## Trecho citado
24 de maio de 2010

ALARME POR INSETICIDAS ASSASSINOS DE ABELHAS



Por Julio Godoy*

A França autorizou o uso, até 31 de maio, das reservas de produtos químicos suspeitos de aniquilar apiários. Há preocupação em outros países europeus.

PARIS., (Tierramérica).- “Gaúcho”, um inseticida de ampla aplicação da empresa química alemã Bayer, foi proibido na França em 1999, por representar intoxicação para abelhas e outros seres vivos, incluindo os humanos, mas seu substituto, o “Regent”, da também alemã Basf, é igualmente perigoso, segundo apicultores e biólogos. O produto da Bayer era usado sobretudo na plantação de girassol e milho, e aplicado diretamente nas sementes, de modo que se incorporasse em toda a planta, desde a raiz até flores e grãos. Após meses de análises e batalhas legais, o Ministério da Agricultura francês determinou, em 1999, que o imidaclopride, principal componente químico do Gaúcho, era altamente tóxico e que um breve contato com plantas tratadas por esse inseticida resultava mortal para abelhas e outros insetos benignos.

Segundo a União Nacional de Apicultores Franceses, o Gaúcho causou o desaparecimento de centenas de milhares de abelhas, espécie que tem uma função ambiental vital através da polinização, bem como a bancarrota de milhares de pequenos produtores de mel. O inseticida da Bayer foi substituído pelo da Basf, mas não é por isso que os apicultores do sudoeste francês deixaram de constatar a morte de até 40% de suas abelhas.

## Tarefas propostas
#1 Repita literalmente o trecho da reportagem sobre inseticidas que começa em "ALARME POR INSETICIDAS" e segue até "outros países europeus.".
#2 Condense o parágrafo da reportagem sobre inseticidas iniciado por "Segundo a União Nacional de Apicultores Franceses", preservando seus dados principais.
#3 Indique se cada afirmação está de acordo com a reportagem sobre inseticidas, respondendo sim ou não e citando as palavras decisivas: (a) o Gaúcho foi proibido na França em 1999; (b) o Gaúcho era aplicado por pulverização sobre as flores; (c) o Regent é fabricado pela Bayer.
A listagem que vem em seguida não é necessária.

## Listagem exibida
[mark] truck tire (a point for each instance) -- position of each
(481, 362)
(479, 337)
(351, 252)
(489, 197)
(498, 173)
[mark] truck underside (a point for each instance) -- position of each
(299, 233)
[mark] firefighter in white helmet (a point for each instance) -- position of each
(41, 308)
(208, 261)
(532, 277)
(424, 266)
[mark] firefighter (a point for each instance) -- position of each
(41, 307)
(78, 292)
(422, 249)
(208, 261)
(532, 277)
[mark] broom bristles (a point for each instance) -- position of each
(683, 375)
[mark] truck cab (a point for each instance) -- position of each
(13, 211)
--
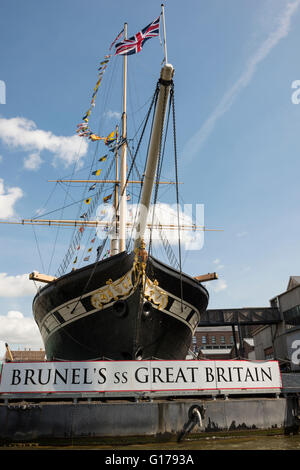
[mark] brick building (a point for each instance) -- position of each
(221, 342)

## Respostas dos exercícios
#1
ALARME POR INSETICIDAS ASSASSINOS DE ABELHAS



Por Julio Godoy*

A França autorizou o uso, até 31 de maio, das reservas de produtos químicos suspeitos de aniquilar apiários. Há preocupação em outros países europeus.

#2 Segundo a União Nacional de Apicultores Franceses, o Gaúcho provocou o desaparecimento de centenas de milhares de abelhas, fundamentais para a polinização, e a falência de milhares de pequenos produtores de mel. Mesmo após a troca pelo inseticida da Basf, apicultores do sudoeste da França seguem registrando a morte de até 40% de suas abelhas.

#3
(a) Sim: "foi proibido na França em 1999".
(b) Não: "aplicado diretamente nas sementes".
(c) Não: "o “Regent”, da também alemã Basf".